**Your goal:**
Could you give the lines again, from the line with "hair in this photo, one line per instance." up to and including the last line, with "blonde" changed to "golden" and everything else left the same?
>> Start Rows
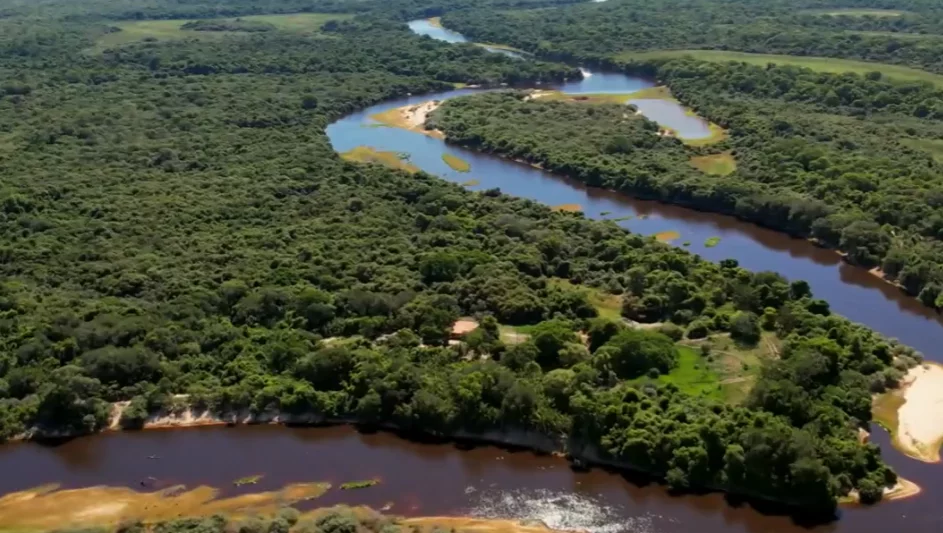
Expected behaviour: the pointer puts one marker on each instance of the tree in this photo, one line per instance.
(633, 352)
(745, 328)
(550, 338)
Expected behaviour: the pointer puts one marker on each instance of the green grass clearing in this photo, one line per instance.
(456, 163)
(722, 164)
(366, 154)
(693, 375)
(169, 30)
(737, 367)
(607, 305)
(819, 64)
(932, 146)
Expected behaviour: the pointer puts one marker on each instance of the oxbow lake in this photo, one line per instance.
(440, 478)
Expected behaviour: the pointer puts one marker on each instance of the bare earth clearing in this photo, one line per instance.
(919, 431)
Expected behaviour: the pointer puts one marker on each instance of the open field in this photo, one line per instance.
(607, 305)
(819, 64)
(733, 368)
(168, 30)
(366, 154)
(721, 164)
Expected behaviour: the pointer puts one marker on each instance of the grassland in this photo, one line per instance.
(456, 163)
(820, 64)
(667, 236)
(607, 305)
(366, 154)
(721, 164)
(932, 146)
(169, 30)
(729, 370)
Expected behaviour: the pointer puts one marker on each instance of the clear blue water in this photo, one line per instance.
(850, 291)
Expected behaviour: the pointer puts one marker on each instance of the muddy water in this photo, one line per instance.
(429, 479)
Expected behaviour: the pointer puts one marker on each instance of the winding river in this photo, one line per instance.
(436, 478)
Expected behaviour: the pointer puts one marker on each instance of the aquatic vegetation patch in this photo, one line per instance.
(667, 236)
(456, 163)
(367, 154)
(570, 208)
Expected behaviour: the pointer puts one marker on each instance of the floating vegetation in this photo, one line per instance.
(667, 236)
(353, 485)
(366, 154)
(456, 163)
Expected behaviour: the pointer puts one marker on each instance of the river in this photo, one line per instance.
(851, 291)
(431, 479)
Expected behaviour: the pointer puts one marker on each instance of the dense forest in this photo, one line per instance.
(595, 31)
(174, 221)
(808, 161)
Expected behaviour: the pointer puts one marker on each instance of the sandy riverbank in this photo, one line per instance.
(411, 117)
(918, 428)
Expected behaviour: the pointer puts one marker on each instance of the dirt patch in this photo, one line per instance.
(464, 326)
(411, 117)
(44, 509)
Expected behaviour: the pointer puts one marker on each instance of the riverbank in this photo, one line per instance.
(580, 455)
(913, 414)
(48, 508)
(412, 118)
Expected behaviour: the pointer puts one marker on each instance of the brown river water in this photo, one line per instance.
(425, 479)
(435, 479)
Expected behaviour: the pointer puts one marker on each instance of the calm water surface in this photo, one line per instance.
(426, 479)
(673, 116)
(430, 479)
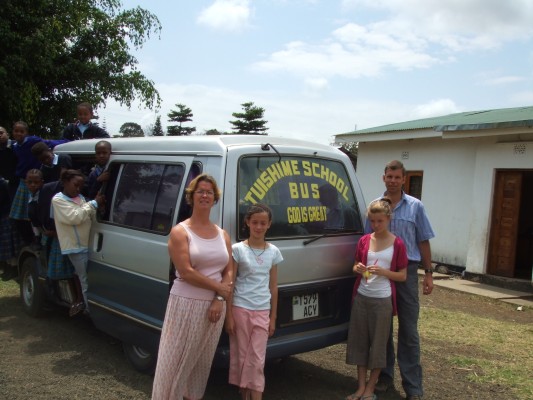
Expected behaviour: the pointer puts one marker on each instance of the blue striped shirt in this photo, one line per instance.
(410, 223)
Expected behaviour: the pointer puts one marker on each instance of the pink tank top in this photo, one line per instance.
(209, 257)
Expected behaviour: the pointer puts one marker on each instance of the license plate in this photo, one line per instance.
(305, 306)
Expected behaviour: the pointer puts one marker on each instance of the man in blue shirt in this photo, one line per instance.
(411, 224)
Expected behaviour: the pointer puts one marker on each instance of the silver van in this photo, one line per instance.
(317, 207)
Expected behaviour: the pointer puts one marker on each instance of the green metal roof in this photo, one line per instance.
(471, 120)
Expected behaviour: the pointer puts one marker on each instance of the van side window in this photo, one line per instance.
(145, 195)
(307, 195)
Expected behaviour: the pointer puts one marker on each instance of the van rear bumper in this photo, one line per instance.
(297, 343)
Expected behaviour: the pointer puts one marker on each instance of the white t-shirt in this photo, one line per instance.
(252, 284)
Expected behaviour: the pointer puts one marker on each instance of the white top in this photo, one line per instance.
(252, 284)
(377, 286)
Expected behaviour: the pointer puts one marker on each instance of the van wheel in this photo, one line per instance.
(142, 360)
(31, 291)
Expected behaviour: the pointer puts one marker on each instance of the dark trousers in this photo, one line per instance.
(408, 338)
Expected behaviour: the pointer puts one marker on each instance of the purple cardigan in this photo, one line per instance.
(399, 261)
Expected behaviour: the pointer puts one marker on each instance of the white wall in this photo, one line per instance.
(457, 189)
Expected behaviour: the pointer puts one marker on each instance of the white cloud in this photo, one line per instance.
(495, 78)
(457, 24)
(353, 52)
(521, 98)
(411, 34)
(504, 80)
(434, 108)
(316, 84)
(291, 116)
(227, 15)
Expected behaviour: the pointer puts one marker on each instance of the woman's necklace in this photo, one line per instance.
(258, 258)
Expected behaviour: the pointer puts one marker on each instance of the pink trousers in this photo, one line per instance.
(248, 348)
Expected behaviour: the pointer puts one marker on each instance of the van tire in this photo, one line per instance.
(31, 291)
(142, 360)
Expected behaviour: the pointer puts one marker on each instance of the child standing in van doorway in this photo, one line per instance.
(73, 218)
(34, 181)
(251, 319)
(84, 128)
(52, 165)
(380, 260)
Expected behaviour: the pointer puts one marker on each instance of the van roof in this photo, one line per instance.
(197, 144)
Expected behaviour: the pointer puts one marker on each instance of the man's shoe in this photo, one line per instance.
(383, 385)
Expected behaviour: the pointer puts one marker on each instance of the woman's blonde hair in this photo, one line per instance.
(189, 192)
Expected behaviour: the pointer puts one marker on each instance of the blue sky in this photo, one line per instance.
(321, 68)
>> End Rows
**Task output:**
Expected behaviour: the pointer puts one marker on each instance of the woman's golden hair in this photo, one line per instance.
(189, 192)
Expected behaviour: the pointer puts one marker on each instance of the blue sky in this photo, one line per instance.
(321, 68)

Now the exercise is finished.